▶ [TASK DETAILS]: Locate each line in the listing below that contains the word "bench", and copy those lines.

Region annotation entries
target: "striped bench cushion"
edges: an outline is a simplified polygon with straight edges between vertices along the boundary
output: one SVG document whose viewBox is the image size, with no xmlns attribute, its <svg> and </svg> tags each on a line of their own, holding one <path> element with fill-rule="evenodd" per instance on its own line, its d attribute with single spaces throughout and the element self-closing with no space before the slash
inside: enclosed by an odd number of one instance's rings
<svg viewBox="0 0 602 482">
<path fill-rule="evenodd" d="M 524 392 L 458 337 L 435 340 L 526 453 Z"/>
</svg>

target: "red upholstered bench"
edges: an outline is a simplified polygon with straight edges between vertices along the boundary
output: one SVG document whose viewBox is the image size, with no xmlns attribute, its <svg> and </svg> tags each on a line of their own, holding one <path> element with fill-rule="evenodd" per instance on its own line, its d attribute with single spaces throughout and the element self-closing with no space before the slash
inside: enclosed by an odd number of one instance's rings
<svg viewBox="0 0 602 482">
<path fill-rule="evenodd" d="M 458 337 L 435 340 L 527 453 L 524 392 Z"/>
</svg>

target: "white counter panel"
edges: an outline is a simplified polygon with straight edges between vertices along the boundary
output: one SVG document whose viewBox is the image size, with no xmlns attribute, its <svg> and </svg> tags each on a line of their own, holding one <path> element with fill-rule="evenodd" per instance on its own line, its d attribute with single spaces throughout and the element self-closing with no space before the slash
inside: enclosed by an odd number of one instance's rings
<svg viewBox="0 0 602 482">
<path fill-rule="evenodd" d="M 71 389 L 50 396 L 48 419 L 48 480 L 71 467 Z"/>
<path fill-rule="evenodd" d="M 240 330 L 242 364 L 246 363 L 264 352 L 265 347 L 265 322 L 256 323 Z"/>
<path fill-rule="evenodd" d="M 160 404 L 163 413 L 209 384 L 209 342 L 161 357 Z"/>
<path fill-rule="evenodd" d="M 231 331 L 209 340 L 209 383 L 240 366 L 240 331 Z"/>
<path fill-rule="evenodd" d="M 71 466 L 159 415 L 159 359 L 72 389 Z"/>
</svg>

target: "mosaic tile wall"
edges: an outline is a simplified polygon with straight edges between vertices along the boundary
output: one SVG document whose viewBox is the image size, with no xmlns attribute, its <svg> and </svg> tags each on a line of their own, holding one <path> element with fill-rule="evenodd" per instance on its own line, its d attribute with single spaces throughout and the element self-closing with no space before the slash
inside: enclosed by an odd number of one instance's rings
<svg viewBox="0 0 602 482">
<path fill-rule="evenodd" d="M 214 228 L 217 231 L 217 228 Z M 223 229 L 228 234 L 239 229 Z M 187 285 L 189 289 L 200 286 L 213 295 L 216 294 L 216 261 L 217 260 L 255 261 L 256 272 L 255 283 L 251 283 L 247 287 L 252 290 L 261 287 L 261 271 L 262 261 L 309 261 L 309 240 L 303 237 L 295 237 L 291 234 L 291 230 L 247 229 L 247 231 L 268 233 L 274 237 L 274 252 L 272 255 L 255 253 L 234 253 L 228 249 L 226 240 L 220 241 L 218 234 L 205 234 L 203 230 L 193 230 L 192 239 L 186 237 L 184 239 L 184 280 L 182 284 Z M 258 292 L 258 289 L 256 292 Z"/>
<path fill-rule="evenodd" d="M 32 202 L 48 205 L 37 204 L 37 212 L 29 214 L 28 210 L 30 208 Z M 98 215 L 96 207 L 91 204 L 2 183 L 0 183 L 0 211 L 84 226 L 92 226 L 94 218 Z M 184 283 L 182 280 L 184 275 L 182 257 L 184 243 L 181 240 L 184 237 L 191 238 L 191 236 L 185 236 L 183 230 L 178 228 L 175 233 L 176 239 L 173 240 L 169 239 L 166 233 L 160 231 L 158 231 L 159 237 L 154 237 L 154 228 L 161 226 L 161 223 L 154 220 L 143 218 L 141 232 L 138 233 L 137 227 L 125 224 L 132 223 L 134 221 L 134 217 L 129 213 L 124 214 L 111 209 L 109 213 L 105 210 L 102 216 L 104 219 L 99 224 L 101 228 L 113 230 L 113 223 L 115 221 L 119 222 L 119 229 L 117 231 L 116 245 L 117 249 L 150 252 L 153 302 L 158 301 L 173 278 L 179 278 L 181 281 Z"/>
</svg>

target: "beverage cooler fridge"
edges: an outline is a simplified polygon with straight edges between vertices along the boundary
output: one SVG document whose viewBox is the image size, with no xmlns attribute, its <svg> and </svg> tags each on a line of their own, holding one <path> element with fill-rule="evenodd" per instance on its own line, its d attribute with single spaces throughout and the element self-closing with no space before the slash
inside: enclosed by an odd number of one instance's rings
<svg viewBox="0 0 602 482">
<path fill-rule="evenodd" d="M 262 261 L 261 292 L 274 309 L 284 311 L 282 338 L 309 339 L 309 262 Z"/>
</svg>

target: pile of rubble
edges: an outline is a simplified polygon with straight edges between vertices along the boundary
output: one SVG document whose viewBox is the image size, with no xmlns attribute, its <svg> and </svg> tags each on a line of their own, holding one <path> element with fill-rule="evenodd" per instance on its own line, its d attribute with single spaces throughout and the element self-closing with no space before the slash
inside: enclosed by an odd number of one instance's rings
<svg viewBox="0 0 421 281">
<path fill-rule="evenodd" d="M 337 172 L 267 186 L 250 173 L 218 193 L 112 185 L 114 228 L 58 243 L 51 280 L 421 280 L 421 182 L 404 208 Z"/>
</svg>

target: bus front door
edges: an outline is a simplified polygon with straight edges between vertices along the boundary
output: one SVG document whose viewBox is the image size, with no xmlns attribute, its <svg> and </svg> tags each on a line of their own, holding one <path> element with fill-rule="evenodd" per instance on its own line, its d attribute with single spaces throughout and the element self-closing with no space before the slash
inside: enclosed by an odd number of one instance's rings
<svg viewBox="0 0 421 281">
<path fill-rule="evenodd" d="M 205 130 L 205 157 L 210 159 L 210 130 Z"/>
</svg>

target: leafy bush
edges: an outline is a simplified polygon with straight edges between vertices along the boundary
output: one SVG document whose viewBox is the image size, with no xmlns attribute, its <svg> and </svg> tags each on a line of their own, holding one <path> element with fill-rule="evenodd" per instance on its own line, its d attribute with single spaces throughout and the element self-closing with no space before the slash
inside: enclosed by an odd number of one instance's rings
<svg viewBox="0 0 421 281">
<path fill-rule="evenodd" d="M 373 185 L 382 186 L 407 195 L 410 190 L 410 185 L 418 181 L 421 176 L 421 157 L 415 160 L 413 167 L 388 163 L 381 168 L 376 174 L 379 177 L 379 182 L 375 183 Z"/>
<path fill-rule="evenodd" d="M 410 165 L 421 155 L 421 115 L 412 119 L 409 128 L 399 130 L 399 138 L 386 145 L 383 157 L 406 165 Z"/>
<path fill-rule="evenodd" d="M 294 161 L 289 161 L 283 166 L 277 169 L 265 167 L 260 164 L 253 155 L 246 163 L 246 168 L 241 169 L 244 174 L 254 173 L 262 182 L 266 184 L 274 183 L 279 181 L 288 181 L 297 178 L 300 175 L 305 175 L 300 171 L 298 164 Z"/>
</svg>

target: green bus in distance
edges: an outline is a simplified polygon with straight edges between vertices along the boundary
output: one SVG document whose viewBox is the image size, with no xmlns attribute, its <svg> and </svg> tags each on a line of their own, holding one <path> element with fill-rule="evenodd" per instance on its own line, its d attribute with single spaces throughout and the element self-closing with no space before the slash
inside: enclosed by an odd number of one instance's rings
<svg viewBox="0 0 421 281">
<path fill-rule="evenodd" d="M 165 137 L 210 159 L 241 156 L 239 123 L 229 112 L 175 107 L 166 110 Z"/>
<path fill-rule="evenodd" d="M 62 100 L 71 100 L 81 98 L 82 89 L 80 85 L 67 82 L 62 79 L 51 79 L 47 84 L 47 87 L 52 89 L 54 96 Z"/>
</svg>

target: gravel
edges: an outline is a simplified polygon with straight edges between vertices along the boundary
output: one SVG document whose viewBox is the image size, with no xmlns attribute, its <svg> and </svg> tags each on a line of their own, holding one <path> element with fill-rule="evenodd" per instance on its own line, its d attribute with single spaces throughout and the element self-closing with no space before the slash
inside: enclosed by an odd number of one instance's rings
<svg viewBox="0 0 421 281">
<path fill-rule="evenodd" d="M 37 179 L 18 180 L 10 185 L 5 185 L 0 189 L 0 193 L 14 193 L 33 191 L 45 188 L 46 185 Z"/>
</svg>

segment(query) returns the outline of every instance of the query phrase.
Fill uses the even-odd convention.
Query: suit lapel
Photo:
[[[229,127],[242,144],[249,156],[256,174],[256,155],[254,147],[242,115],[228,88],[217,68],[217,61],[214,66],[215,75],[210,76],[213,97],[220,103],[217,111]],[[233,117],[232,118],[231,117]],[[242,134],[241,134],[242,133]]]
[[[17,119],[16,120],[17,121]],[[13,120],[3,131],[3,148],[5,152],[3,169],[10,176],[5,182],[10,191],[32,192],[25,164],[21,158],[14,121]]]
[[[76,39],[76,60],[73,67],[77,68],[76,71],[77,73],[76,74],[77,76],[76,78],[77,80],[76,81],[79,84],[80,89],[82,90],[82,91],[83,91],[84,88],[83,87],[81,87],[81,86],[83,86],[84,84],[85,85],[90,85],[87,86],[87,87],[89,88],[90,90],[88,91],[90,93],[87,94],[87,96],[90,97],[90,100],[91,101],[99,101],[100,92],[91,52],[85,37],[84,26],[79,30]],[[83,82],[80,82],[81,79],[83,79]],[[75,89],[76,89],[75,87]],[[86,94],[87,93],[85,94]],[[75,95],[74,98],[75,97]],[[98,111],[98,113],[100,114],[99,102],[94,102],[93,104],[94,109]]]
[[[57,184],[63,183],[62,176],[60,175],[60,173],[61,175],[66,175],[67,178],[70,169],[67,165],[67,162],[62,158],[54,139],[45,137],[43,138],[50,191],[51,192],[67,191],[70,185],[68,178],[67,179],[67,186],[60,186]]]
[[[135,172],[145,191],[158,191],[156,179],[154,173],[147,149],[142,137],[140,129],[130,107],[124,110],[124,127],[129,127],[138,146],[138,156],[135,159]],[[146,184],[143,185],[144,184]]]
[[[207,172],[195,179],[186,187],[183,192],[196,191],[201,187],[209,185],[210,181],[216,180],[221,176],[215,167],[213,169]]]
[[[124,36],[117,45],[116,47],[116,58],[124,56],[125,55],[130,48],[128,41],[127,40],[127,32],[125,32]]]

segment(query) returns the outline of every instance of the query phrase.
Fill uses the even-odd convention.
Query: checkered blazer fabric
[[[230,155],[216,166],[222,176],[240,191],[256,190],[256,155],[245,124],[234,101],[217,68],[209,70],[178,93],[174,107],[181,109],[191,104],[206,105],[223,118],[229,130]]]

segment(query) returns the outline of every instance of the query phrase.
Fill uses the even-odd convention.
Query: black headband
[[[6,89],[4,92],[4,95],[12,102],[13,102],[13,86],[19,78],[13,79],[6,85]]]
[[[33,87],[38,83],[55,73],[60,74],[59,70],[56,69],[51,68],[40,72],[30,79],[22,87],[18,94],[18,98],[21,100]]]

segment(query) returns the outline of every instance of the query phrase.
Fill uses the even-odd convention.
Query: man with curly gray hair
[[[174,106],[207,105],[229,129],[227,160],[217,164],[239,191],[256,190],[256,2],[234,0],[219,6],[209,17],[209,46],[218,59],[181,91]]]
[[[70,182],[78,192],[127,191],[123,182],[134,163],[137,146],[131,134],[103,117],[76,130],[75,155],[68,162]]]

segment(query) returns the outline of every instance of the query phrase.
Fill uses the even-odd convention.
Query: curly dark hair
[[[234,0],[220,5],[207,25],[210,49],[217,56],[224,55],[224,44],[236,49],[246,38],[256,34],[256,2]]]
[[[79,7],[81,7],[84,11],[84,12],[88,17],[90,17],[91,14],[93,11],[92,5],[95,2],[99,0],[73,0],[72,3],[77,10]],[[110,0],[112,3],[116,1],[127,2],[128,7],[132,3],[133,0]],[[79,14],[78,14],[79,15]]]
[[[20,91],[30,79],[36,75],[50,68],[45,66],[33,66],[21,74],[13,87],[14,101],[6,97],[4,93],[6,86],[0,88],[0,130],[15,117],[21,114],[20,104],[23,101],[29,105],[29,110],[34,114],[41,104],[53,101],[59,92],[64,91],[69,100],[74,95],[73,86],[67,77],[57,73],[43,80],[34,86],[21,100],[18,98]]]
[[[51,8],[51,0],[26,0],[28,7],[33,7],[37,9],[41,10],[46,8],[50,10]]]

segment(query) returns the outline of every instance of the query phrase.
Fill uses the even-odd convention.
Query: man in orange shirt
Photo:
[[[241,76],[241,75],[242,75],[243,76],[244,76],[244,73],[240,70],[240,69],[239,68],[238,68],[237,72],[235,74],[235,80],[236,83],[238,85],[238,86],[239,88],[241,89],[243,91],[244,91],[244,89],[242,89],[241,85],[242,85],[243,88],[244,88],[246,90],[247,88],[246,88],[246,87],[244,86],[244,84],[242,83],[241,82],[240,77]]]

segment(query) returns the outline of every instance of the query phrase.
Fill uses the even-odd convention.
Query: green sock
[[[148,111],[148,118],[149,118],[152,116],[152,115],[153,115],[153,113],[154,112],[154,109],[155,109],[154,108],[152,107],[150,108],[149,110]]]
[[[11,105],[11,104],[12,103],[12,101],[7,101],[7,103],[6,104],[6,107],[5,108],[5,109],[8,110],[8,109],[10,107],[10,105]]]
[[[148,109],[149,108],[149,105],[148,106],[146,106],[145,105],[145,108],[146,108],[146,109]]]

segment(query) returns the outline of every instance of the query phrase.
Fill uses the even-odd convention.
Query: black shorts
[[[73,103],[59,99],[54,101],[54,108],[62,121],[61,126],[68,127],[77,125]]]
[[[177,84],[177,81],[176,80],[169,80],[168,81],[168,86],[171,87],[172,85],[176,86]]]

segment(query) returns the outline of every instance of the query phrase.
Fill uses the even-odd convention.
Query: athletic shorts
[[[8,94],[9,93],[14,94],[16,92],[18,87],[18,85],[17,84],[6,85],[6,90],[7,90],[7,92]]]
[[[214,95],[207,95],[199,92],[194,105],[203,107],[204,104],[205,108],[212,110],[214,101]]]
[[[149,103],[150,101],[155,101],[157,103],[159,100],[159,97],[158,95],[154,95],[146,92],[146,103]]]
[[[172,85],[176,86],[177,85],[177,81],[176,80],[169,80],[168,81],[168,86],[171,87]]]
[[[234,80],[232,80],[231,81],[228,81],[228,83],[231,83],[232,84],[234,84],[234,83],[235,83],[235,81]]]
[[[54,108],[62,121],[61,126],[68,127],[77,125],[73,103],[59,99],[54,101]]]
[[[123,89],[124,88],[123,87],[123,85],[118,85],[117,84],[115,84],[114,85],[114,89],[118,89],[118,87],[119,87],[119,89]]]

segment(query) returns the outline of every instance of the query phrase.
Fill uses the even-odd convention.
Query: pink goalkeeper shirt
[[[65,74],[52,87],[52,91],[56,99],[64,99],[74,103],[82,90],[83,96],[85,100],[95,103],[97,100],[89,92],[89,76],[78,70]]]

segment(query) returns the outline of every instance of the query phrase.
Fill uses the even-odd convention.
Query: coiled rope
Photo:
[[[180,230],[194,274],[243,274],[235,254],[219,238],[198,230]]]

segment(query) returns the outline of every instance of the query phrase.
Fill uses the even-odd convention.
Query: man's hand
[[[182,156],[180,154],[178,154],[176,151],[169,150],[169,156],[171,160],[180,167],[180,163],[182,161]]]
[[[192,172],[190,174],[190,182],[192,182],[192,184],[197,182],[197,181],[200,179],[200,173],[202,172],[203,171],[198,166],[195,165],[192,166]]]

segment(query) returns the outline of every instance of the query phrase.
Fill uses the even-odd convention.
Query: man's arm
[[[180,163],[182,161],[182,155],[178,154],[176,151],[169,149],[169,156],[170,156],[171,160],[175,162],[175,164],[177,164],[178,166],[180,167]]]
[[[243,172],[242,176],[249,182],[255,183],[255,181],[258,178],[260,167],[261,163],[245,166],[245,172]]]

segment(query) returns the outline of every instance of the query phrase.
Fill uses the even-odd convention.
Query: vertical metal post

▶ [WORKED ANSWER]:
target: "striped bench cushion"
target: "red upholstered bench"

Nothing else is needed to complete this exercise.